EXCERPT TO READ
Content starts

December 2018


Good habits for healthy eyes
Understanding eye rubbing

by Rich Daly EyeWorld Contributing Writer

Keratoconus with a visible iron line around the base of the cone and a central elevated nodule that was preventing comfortable contact lens wear. This eye was successfully treated with excimer laser phototherapeutic keratectomy.
Source: Christopher Rapuano, MD


Surgeons offer insights on ways to detect and address clinically significant eye rubbing in patients

When people rub their eyes they are doing damage to the most important sensory organ in their body.
Hank Perry, MD, chief of the cornea service, Nassau University Medical Center, East Meadow, New York, and senior partner emeritus, Ophthalmic Consultants of Long Island, noted that the skin of the eyelids is the thinnest skin in the body.
“This skin does not do well
with constant trauma,” Dr. Perry said. “Pigmentary changes (darkening of skin) and loss of retro-orbital fat can lead to an unwanted facial appearance.”
Rubbing the eyes fractures mast cells, which resemble tiny raspberries, with each saccule containing the chemicals histamine, heparin, and serotonin. Histamine makes eyes itch, heparin makes the eyes red, and serotonin keeps the inflammation going.

Content ends

MATERIAL SUPPLIED
Content starts

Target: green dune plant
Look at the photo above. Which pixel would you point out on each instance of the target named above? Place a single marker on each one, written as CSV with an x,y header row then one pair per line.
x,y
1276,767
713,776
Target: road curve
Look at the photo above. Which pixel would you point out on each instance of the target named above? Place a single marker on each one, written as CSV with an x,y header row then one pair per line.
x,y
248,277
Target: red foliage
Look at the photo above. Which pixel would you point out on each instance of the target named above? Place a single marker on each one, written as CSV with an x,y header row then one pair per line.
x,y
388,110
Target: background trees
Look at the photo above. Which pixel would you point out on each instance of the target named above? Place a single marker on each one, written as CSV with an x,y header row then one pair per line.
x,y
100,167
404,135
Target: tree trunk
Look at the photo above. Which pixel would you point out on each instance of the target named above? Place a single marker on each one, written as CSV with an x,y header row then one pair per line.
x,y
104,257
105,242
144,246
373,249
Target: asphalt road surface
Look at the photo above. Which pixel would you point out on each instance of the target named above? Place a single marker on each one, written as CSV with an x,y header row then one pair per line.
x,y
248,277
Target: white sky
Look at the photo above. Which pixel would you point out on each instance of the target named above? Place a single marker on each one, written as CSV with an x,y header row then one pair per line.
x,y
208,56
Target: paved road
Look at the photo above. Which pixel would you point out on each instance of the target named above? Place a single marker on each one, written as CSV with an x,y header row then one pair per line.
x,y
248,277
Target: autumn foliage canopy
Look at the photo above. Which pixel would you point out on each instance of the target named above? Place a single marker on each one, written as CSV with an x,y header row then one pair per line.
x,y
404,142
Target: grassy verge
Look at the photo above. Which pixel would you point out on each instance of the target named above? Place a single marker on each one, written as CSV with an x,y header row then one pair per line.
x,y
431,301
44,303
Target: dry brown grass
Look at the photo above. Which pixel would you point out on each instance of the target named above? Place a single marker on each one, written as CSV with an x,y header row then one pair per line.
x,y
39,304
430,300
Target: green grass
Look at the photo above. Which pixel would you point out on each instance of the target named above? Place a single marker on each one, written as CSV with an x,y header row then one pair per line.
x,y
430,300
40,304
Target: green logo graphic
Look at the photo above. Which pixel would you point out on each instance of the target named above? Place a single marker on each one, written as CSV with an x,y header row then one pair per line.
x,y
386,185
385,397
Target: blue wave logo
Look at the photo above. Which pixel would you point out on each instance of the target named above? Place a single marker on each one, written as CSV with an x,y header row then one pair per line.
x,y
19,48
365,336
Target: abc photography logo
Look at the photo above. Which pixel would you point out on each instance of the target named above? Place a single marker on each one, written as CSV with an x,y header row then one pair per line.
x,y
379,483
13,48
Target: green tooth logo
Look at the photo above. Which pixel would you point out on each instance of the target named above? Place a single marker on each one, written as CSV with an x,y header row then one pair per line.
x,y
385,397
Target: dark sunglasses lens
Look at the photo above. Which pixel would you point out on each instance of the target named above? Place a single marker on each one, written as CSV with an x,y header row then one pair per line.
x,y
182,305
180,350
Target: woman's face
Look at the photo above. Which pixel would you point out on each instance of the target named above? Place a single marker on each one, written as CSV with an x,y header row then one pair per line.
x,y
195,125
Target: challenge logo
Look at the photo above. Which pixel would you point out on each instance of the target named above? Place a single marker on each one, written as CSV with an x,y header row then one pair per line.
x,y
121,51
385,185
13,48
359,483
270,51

Content ends

TASKS TO CARRY OUT
[1] Answer these questions from the article on eye rubbing:
(a) Which skin in the body does Dr. Perry call the thinnest?
(b) What three chemicals are contained in each saccule of a mast cell?
(c) With what procedure was the eye with keratoconus successfully treated?
[2] Write out the article on eye rubbing between "When people rub" and "in the body.", inclusive.
The data is unrelated to the article on eye rubbing.

YOUR RESPONSES
[1]
(a) The skin of the eyelids.
(b) Histamine, heparin, and serotonin.
(c) Excimer laser phototherapeutic keratectomy.

[2]
When people rub their eyes they are doing damage to the most important sensory organ in their body.
Hank Perry, MD, chief of the cornea service, Nassau University Medical Center, East Meadow, New York, and senior partner emeritus, Ophthalmic Consultants of Long Island, noted that the skin of the eyelids is the thinnest skin in the body.